> **Serie di esercizi**
1 – Puoi ripetere parola per parola l'intero brano sul calcio?
2 – Puoi riscrivere le righe dei dati, partendo dalla prima e arrivando fino a quella che contiene "box: [274, 223, 578, 347]" compresa, sostituendo "box" con "bounding box" e lasciando invariato tutto il resto?

> **Brano di testo**
|---|

Da idolo del calcio a servitore di Dio

SONO cresciuto in un piccolo villaggio minerario dello Yorkshire, in Inghilterra. Odiavo la scuola e l’unica cosa che mi dava soddisfazione era lo sport. In particolare ero appassionato di calcio.

Un giorno, dopo aver giocato nella squadra della scuola, mi fu chiesto se volevo giocare per il Wolverhampton Wanderers Football Club. La cosa mi lasciò indifferente. Terminata la scuola avrei naturalmente dovuto cominciare a lavorare nella locale miniera di carbone, ma mia madre mi suggerì di andare almeno a Wolverhampton per sentire cosa mi offriva il Club. Così acconsentii.

Fu memorabile. Avvertii un’atmosfera di eccitazione. Il direttore tecnico era un uomo sincero e mi persuase a firmare un contratto coi “Wolves” [“Lupi”], come si chiamava la squadra.

|---|

> **Materiale fornito**
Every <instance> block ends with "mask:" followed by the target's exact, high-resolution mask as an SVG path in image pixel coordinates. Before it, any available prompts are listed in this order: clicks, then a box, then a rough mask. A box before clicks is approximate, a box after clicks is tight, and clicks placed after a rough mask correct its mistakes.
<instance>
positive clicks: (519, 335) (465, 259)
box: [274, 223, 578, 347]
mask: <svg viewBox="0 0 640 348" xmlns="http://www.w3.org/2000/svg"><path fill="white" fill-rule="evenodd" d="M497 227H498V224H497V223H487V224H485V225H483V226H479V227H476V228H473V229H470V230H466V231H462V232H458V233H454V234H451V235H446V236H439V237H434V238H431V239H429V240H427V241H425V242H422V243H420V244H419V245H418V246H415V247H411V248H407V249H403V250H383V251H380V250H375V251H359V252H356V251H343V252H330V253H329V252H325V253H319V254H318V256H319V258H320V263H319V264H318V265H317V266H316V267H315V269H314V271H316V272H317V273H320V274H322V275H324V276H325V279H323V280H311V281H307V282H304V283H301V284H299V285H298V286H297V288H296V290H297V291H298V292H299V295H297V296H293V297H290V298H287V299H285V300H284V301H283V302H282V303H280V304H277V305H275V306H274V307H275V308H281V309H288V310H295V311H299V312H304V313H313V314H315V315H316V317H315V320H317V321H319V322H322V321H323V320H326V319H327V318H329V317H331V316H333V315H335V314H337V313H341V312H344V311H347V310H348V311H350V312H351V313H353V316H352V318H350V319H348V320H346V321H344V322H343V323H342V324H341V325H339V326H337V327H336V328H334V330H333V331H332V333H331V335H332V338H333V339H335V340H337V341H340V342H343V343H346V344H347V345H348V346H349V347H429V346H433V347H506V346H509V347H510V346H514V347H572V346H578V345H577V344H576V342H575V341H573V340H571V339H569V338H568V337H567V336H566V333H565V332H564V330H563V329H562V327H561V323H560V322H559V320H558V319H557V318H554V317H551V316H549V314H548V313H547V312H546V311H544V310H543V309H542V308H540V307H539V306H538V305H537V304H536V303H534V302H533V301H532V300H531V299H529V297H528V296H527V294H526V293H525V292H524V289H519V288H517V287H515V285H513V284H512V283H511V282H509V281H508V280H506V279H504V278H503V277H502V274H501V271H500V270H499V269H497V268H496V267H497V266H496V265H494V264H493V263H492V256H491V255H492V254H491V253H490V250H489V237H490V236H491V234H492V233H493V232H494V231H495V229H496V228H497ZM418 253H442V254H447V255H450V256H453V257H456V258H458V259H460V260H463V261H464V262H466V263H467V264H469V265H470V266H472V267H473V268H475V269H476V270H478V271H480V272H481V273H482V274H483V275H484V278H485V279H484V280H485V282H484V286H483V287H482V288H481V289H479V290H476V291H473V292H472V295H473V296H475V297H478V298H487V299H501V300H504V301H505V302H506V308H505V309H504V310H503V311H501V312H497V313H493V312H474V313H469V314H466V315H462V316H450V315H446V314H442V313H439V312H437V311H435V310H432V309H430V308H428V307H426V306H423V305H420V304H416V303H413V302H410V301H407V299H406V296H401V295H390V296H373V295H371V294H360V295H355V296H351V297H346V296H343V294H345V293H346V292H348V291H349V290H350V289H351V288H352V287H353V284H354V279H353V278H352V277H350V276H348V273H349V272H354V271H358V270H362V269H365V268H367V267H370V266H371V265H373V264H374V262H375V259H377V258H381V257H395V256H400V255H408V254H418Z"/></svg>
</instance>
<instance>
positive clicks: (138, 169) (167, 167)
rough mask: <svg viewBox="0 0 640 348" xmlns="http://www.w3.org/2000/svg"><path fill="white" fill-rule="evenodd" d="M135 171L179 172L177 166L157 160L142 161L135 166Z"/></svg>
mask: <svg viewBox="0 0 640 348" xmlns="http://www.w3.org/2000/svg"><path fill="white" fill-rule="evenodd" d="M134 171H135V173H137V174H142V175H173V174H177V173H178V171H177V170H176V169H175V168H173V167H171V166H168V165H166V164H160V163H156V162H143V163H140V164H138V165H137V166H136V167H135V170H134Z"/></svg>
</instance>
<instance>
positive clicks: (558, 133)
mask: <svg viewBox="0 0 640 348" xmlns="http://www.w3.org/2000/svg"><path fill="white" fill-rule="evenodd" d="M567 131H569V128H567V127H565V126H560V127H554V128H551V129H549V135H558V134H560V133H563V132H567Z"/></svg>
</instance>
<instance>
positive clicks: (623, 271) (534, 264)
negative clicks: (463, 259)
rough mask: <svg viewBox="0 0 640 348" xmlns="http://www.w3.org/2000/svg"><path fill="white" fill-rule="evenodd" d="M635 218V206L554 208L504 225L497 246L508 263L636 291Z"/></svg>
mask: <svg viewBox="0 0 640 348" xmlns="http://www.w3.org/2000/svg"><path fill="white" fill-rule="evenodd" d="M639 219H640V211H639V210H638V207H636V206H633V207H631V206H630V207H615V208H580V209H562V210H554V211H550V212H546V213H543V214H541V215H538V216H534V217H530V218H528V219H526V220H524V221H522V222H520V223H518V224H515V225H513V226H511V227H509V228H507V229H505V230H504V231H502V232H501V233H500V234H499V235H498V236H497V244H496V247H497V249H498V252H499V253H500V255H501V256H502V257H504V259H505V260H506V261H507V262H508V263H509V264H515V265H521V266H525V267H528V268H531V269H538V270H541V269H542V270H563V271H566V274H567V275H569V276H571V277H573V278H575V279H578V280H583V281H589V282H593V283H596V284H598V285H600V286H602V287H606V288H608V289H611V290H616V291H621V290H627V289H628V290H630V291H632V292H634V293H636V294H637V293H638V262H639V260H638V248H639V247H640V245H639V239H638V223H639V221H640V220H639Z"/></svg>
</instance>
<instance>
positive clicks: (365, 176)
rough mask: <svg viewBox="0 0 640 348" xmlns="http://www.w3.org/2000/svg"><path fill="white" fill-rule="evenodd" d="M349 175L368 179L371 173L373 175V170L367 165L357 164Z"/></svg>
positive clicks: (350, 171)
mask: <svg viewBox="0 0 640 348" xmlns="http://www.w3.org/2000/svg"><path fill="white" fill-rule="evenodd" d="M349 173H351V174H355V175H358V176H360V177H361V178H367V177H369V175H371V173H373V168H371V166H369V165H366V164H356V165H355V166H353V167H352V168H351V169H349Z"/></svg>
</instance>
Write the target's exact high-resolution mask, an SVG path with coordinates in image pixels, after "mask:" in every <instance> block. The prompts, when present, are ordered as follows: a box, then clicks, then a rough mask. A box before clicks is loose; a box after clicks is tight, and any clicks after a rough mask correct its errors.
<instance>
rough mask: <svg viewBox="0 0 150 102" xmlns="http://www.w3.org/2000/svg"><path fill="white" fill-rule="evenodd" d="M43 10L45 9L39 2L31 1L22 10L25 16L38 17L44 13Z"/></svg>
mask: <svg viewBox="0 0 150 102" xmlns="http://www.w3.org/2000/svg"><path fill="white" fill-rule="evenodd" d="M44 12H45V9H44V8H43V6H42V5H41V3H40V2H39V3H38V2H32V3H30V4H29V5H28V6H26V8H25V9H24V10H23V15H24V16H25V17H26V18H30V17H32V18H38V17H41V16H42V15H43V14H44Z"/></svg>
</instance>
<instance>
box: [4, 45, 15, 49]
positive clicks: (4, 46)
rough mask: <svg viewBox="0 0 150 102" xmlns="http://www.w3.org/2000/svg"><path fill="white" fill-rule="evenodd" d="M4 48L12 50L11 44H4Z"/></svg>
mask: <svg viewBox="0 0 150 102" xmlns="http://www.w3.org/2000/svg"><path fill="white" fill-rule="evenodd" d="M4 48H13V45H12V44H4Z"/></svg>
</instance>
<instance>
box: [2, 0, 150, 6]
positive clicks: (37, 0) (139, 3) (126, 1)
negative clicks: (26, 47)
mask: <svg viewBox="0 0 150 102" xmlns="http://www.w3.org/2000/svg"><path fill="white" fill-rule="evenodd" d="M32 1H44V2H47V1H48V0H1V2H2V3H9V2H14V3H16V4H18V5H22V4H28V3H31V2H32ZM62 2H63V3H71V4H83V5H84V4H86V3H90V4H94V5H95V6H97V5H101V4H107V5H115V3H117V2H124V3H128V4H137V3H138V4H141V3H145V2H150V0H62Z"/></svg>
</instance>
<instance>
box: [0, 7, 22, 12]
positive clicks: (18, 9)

|---|

> **Risposte per esercizio**
1 –
Da idolo del calcio a servitore di Dio

SONO cresciuto in un piccolo villaggio minerario dello Yorkshire, in Inghilterra. Odiavo la scuola e l’unica cosa che mi dava soddisfazione era lo sport. In particolare ero appassionato di calcio.

Un giorno, dopo aver giocato nella squadra della scuola, mi fu chiesto se volevo giocare per il Wolverhampton Wanderers Football Club. La cosa mi lasciò indifferente. Terminata la scuola avrei naturalmente dovuto cominciare a lavorare nella locale miniera di carbone, ma mia madre mi suggerì di andare almeno a Wolverhampton per sentire cosa mi offriva il Club. Così acconsentii.

Fu memorabile. Avvertii un’atmosfera di eccitazione. Il direttore tecnico era un uomo sincero e mi persuase a firmare un contratto coi “Wolves” [“Lupi”], come si chiamava la squadra.

2 –
Every <instance> block ends with "mask:" followed by the target's exact, high-resolution mask as an SVG path in image pixel coordinates. Before it, any available prompts are listed in this order: clicks, then a bounding box, then a rough mask. A bounding box before clicks is approximate, a bounding box after clicks is tight, and clicks placed after a rough mask correct its mistakes.
<instance>
positive clicks: (519, 335) (465, 259)
bounding box: [274, 223, 578, 347]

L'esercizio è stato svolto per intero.